Former Arizona Democratic Party Chairman Don Bivens said he won’t be deterred from a U.S. Senate run by other possible candidates and likely put to rest whatever fleeting rumors still remain that U.S. Rep. Gabrielle Giffords would jump into the race.
Bivens, a Phoenix attorney, formally announced his candidacy on Monday for the U.S. Senate seat being vacated by Jon Kyl. Bivens, the party chairman from 2007 to 2011, said he is committed to the race and isn’t just a “placeholder” for a more well-known candidate such as former Surgeon General Richard Carmona, who is also considering a run.
“I am running … without any fear of what others may be doing and I am looking forward to winning this race,” Bivens said during a conference call with reporters. “I am not a placeholder. I’m a candidate for the U.S. Senate.”
Bivens, who had previously said he was unlikely to enter the race until after Giffords made a decision about her political future, said he informed Giffords’ staff of his pending announcement. Giffords is still recovering from a gunshot wound to the head she suffered in a Jan. 8 assassination attempt, and her staff has not announced whether she will seek re-election or seek another office.

Raw data:
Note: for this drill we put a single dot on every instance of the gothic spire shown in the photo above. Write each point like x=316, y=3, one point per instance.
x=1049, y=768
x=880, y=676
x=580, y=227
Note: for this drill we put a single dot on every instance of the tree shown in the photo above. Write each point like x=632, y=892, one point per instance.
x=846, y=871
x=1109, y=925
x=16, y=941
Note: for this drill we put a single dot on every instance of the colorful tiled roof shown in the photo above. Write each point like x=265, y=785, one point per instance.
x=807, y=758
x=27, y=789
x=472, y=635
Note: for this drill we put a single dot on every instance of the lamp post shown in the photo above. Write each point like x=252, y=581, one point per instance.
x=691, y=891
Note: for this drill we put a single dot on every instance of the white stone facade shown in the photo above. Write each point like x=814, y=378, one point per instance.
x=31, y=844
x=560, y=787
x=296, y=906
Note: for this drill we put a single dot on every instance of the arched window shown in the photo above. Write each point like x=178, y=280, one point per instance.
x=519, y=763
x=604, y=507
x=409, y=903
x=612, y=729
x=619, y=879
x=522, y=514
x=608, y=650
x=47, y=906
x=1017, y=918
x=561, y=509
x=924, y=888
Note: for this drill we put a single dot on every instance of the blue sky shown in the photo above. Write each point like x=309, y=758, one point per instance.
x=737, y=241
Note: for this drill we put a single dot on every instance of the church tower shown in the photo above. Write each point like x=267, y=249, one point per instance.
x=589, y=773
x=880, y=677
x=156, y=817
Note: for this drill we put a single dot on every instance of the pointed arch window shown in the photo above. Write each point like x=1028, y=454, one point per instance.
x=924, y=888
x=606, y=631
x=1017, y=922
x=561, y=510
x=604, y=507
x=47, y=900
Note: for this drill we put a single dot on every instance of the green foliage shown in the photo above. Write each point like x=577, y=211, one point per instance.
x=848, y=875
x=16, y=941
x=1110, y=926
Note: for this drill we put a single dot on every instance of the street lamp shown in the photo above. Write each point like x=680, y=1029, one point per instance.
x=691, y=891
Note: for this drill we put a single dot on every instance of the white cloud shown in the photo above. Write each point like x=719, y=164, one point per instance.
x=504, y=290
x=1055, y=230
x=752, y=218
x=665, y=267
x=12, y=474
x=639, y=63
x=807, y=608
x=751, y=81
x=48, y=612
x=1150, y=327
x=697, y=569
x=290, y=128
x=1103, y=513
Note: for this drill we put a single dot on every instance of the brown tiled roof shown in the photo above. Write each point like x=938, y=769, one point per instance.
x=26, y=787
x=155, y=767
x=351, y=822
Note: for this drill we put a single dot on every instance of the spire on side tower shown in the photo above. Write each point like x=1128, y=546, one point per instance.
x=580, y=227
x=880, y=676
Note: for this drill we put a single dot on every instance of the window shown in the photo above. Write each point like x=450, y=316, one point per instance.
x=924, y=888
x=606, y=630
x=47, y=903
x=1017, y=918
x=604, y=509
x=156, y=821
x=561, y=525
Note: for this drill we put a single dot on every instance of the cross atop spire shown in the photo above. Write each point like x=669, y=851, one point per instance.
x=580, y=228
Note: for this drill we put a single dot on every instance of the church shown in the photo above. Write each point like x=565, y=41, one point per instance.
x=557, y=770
---
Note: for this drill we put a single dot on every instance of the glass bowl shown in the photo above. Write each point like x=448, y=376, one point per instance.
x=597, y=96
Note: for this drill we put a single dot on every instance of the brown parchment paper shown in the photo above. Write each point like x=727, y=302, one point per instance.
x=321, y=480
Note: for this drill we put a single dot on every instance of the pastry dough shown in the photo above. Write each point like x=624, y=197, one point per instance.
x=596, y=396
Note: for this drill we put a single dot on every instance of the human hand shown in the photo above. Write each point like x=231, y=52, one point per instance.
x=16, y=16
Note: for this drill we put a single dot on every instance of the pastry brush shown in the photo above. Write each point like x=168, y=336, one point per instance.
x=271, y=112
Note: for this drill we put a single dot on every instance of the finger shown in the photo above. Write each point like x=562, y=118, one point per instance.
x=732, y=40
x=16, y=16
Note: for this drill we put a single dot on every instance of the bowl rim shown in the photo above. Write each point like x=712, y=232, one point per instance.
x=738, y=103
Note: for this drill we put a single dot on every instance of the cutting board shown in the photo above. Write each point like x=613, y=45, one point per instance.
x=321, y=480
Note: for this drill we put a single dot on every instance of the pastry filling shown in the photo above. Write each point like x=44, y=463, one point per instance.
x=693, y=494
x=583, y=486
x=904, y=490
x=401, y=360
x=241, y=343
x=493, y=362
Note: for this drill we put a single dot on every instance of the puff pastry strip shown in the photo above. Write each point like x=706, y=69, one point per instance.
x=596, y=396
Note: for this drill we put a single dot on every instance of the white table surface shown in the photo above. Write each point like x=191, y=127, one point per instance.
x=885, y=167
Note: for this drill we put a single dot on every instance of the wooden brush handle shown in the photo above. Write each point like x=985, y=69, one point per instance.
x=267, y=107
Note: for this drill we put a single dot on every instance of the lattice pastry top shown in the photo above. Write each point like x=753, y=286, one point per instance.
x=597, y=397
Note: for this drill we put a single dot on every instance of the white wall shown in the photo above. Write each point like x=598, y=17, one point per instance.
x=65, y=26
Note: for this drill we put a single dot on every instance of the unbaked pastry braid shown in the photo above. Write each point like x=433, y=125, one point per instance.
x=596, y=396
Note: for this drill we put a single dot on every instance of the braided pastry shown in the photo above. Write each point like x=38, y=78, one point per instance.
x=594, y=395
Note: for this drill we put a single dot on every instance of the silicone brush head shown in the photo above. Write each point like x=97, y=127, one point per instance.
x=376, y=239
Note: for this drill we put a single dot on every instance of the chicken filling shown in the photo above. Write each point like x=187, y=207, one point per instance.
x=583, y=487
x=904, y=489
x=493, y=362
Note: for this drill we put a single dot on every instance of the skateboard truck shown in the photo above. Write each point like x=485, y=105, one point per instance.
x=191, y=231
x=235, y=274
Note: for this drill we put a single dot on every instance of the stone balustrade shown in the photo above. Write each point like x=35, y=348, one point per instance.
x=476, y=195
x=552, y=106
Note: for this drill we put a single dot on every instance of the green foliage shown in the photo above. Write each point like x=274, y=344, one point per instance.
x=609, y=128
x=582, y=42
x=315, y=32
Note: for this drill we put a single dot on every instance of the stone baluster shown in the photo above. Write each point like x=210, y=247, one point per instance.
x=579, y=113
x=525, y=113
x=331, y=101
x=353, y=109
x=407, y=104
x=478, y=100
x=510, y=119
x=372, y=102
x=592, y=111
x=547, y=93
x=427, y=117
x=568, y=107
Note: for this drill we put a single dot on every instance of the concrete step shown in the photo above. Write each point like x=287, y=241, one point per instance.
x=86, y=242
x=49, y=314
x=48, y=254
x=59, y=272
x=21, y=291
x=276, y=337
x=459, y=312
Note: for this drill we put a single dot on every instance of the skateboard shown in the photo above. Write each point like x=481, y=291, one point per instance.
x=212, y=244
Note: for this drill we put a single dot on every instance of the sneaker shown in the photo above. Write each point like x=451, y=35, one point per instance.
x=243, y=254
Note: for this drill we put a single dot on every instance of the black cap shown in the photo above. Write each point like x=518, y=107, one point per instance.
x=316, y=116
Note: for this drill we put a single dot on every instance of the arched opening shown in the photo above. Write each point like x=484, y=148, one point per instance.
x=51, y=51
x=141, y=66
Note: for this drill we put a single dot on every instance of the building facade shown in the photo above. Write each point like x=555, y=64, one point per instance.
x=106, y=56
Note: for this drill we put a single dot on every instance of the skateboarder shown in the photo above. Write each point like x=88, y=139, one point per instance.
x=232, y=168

Exercises:
[1] According to the article about Don Bivens's Senate run, during which years did Bivens serve as Arizona Democratic Party chairman?
[2] Continue the article about Don Bivens's Senate run from the point where it ends.
The data can be ignored.

Results of the exercise:
[1] From 2007 to 2011.

[2]
“If I thought Gabby was going to be running, I probably would not have declared,” Bivens said.
Bivens emphasized his private sector experience as an attorney and said a major component of his job was hashing out agreements between people with emotionally charged, diametrically opposed agendas. That background would be a vast improvement over politicians who “seem more interested in shouting their extreme personal ideology than in doing the hard work required to move our country forward,” he said.
“We have a pinch on the middle class in this economy and too many people in Washington who are more interested in bickering than in getting down to the hard work of moving this country forward,” he said. “We can do better than that. I can do better than that.”
Bivens said his top priority would be reviving the U.S. economy. He suggested tax breaks for small companies that hire new employees, job training programs and government spending on infrastructure such as roads and schools. Earlier this month, President Obama called on Congress to pass a job-creation package that includes those same components.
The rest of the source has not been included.